Text shown START

HARFORD COUNTY, Md. — Some parents in Harford County have decided to homeschool their kids or send them to private school due to concerns over the school district’s reopening plan.
Harford County parent Alicia Adams said virtual learning was ”horrible” for her kids when schools first shutdown in March because of COVID-19.
She said she felt she had no other choice, but to look for other options for her kids after the county decided not to allow kids to return to the classroom full-time.
Adams said she enrolled her four kids into a Florida based homeschooling program because she couldn’t afford private school. She said September 1st was their first day.
“At least I know with this program they’re learning something,” she said. “I can see them learning it. I can choose what they learn. We want them to be educated.”
The county opted for a hybrid-learning model, which started the fall semester off virtually and will eventually bring students back for one day a week. But, Adams said she doesn’t see the point because majority of each class would still be online.

Text shown END

[Prompt A] Please list every sentence Alicia Adams speaks in the direct quotation in the Harford County news story above.
[Prompt B]
Answer these questions from the Harford County news story above:
(i) How many kids did Adams enroll in the homeschooling program?
(ii) In what month did schools first shut down because of COVID-19?
(iii) How often will the hybrid-learning model eventually bring students back?
[Prompt C] Carry on the Harford County news story above, picking up after its final sentence.

Records shown START

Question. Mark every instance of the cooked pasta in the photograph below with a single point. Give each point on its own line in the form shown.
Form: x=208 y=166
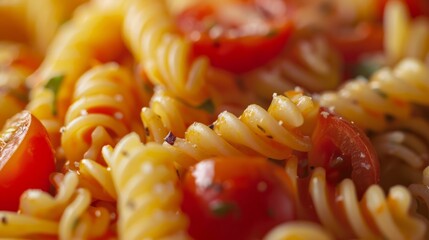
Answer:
x=104 y=97
x=308 y=62
x=298 y=231
x=273 y=133
x=389 y=93
x=188 y=119
x=167 y=113
x=149 y=199
x=404 y=37
x=152 y=38
x=67 y=215
x=16 y=63
x=34 y=26
x=72 y=52
x=390 y=215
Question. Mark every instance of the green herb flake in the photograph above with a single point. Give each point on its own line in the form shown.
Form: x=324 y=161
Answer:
x=54 y=84
x=207 y=106
x=221 y=209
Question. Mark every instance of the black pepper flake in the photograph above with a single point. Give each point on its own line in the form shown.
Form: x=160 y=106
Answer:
x=4 y=220
x=170 y=138
x=260 y=128
x=131 y=205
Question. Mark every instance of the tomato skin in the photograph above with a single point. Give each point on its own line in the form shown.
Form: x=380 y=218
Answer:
x=344 y=151
x=26 y=160
x=236 y=198
x=236 y=54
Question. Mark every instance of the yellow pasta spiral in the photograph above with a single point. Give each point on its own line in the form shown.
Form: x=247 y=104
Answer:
x=92 y=35
x=68 y=215
x=374 y=216
x=167 y=113
x=149 y=197
x=151 y=35
x=104 y=98
x=389 y=93
x=404 y=37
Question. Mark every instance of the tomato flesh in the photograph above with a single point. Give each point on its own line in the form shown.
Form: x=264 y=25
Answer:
x=26 y=159
x=236 y=198
x=344 y=151
x=232 y=43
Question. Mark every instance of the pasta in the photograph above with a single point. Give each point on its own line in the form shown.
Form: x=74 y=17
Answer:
x=104 y=99
x=164 y=55
x=148 y=203
x=273 y=133
x=389 y=93
x=157 y=131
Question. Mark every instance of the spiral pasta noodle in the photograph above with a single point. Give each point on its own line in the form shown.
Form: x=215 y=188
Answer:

Records shown END

[Response box A]
- "At least I know with this program they're learning something."
- "I can see them learning it."
- "I can choose what they learn."
- "We want them to be educated."

[Response box B]
(i) Four.
(ii) March.
(iii) One day a week.

[Response box C]
“Apparently, the governor said, hey, if you can get these kids back in school , we’re going to give you some grant money…. I think it’s there way of pushing the kids in saying oh they’re going back to school. They’re in person learning. Now can we have our money,” she said. “It’s not in-person learning.”
Adams said Harford County’s plan has led other parents to remove their kids from county schools as well. We also heard from several parents who enrolled their kids in private school.
“They don’t like it. And they’re like, yup. We pulled our kids out, we pulled our kids out, we pulled all four of ours, we did three,” she said.
While many people are concerned about COVID-19 and don’t think it’s time to go back to in-person learning, Adams believes it safe enough for students to return full-time. She said until that happens her kids will continue to be homeschooled.
“I just wish they come up with something else. This is our kids' education you know. They deserve better than this. We pay our taxes. We go to work hard. We’re supposed to have that education and this is not an education.”
According to the county’s plan, a phased approach is contingent on how well the county is controlling the virus. If the key metrics remain low, some students will return to class for one day a week starting October 19th. All students would be back on a part-time basis by mid-November.